HIV/AIDS Awareness Event Presents Truth and Promotes Testing

IMG_0264 By Eleni Parashos

College of Southern Nevada’s African American Heritage Committee hosted an HIV and AIDS awareness event on Wednesday, Feb. 12 as part of Black History Month.

“This disease is a global epidemic,” said Kimiko Walton, CSN recruitment coordinator and co-chair of the African American Heritage Committee. “College students should understand that they are not immune.”

The event included a mini-awareness fair guided by Jenny Gratzke, a disease investigator and intervention specialist for the Southern Nevada Health District. Gratzke’s presentation highlighted the staggering statistic that Walton says was the driving force behind Wednesday’s event.

According to the Center for Disease Control and Prevention, African Americans—although responsible for only 12 percent of the U.S. population—make up 44 percent of all new HIV infections.

Gratzke speaks to schools and other organizations throughout the county on the topic of HIV, AIDS and sexually-transmitted diseases. She says the key to a negative HIV test result is prevention beyond the use of physical contraceptives such as male or female condoms.

“The most valuable tool is communication with your partner,” Gratzke said. “Don’t be afraid to have frank discussions about your sexual history.”

Jenny Gratzke

Jenny Gratzke

Sinovia Brown, a representative from the Blue Interest Group and CSN’s Zeta Phi Beta sorority, asked the attendees to consider their own sexual histories with the interactive presentation “How Crowded is Your Bed?”. During the presentation Brown used a flow chart that connected a monogamous couple with their past sexual partners to demonstrate the underlining danger of exposure.

“I learned that you don’t just sleep with one person,” said Tiffany Moreno, CSN student and attendee of Wednesday’s event. “Like the flow chart, you sleep with everyone that was connected to them too.”

IMG_0273 in text

During both presentations attendees asked questions that circled around a central theme: the social implications and stigmas surrounding HIV. Some of the questions raised by audience members focused on how people with HIV deal with daily life, date, have children and go on vacation.

Gratzke was quick to distinguish HIV fact from fiction. “At the end of the day, people are just people,” Gratzke said.

Beyond the alarming facts and staggering statistics provided by the HIV and AIDS awareness event, both speakers emphasized what was perhaps the event’s most apparent goal for its audience: get tested and get tested often.

“Our goal is to educate, inform and maintain awareness,” Walton said. “The more we can do to educate [students] on how to be safe and how to get tested regularly, the more lives we can help save.”

• TASK:
Condense the article's paragraph that begins "Sinovia Brown, a representative" into a shorter version that keeps its main facts. The rows are separate material and not part of the article.

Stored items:
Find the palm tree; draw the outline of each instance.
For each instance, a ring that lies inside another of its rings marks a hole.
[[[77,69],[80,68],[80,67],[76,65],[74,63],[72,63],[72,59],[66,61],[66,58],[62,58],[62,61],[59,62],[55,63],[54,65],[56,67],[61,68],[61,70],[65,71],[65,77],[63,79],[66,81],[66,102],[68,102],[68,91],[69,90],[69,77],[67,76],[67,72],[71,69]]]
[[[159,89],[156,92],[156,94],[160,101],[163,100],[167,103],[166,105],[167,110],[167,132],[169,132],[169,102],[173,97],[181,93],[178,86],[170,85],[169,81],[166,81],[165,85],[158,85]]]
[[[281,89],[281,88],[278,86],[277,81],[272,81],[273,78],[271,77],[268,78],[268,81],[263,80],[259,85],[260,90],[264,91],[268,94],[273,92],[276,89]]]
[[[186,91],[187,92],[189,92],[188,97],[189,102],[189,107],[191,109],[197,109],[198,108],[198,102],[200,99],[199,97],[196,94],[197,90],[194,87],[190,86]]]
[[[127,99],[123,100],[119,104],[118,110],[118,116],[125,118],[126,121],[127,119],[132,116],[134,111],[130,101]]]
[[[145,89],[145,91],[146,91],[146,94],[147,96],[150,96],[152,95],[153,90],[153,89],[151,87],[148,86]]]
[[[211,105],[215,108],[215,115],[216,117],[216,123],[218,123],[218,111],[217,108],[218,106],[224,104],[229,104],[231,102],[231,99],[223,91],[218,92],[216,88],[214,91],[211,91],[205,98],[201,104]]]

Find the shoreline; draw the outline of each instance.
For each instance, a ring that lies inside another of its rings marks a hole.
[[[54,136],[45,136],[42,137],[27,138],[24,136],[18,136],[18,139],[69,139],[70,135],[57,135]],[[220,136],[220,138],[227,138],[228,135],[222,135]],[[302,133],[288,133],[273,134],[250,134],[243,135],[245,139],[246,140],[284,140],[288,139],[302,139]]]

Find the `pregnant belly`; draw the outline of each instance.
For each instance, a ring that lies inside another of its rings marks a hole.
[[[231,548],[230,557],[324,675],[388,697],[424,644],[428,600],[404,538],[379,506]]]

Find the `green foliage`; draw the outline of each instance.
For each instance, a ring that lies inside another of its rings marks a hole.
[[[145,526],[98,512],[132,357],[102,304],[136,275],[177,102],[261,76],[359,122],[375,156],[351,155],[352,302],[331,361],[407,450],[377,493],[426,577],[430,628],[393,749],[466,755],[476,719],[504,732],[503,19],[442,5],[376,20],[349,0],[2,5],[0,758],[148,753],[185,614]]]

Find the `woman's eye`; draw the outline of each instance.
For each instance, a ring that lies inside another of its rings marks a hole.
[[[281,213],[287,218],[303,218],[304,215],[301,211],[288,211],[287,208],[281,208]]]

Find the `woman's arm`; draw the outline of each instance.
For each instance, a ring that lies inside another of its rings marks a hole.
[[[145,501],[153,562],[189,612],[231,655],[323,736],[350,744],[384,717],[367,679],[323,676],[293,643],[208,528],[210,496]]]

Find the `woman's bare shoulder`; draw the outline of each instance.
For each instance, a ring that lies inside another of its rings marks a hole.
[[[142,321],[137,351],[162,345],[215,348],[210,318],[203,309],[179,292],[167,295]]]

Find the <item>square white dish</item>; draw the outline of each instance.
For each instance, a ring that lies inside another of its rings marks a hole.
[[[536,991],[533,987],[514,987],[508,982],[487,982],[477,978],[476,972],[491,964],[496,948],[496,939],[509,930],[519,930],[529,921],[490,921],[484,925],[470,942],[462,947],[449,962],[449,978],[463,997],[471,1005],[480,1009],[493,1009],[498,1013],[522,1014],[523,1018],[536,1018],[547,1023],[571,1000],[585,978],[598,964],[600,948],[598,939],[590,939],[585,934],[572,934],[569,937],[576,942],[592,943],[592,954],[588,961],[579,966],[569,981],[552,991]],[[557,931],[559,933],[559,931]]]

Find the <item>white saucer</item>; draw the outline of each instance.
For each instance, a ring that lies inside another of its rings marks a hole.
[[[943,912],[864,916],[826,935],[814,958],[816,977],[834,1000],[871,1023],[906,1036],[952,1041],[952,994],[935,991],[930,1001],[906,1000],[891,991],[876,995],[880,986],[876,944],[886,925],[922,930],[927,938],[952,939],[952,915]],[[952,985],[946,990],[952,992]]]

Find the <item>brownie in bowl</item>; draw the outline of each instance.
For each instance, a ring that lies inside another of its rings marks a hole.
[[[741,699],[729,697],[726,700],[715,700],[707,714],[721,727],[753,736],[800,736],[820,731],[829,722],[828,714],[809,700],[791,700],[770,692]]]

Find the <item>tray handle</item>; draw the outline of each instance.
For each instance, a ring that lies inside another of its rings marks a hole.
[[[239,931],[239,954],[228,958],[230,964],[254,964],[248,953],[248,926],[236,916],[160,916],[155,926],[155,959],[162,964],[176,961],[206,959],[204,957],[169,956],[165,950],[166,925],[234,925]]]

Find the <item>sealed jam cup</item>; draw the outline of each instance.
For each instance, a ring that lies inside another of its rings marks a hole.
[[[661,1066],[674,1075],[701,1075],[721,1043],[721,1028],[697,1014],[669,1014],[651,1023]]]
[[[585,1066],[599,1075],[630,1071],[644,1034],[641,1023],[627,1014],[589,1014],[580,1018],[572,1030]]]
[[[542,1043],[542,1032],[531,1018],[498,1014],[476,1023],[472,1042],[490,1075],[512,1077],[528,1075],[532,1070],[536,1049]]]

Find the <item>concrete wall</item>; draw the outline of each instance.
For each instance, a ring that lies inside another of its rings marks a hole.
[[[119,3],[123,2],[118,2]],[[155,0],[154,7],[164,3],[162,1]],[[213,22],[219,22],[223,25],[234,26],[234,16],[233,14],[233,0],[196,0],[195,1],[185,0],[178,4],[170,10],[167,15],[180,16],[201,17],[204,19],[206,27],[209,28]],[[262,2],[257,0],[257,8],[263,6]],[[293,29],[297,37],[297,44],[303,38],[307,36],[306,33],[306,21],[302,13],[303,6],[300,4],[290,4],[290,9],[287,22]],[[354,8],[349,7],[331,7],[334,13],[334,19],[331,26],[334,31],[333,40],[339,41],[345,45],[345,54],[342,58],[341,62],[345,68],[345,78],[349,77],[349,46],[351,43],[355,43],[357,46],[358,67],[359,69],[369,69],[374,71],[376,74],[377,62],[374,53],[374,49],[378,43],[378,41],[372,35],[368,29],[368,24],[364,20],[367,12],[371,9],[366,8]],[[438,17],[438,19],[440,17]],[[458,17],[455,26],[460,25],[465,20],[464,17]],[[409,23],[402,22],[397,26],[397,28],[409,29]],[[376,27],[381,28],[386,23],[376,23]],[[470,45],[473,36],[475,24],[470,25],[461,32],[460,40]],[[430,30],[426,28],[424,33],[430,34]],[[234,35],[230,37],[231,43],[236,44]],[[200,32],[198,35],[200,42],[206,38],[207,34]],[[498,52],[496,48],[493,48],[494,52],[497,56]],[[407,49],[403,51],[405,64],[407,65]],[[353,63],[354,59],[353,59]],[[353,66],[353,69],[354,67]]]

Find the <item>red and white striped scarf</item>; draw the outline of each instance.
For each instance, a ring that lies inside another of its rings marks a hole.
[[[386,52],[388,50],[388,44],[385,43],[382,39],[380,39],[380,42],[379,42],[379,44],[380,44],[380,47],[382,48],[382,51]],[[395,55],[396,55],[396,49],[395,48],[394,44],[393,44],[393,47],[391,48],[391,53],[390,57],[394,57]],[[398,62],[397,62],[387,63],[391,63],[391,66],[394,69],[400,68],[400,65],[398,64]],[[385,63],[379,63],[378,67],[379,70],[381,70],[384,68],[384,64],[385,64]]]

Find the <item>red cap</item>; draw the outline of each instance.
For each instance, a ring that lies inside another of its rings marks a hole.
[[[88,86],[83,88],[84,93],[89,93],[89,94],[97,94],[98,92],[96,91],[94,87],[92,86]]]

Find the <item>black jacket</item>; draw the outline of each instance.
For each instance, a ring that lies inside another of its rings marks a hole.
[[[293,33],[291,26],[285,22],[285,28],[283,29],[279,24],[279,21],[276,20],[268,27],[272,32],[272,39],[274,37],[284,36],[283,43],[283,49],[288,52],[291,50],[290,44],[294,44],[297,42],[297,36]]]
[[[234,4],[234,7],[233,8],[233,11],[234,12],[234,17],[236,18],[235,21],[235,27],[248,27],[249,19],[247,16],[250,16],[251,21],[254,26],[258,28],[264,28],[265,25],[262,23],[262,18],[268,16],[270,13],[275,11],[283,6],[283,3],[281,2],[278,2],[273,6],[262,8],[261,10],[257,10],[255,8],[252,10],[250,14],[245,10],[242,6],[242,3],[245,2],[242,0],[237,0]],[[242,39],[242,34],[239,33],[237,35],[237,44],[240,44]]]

• RESPONSE AREA:
Sinovia Brown, representing the Blue Interest Group and CSN's Zeta Phi Beta sorority, led an interactive presentation, "How Crowded is Your Bed?", that asked attendees to consider their own sexual histories. Her flow chart linked a monogamous couple to their past sexual partners to show the danger of exposure.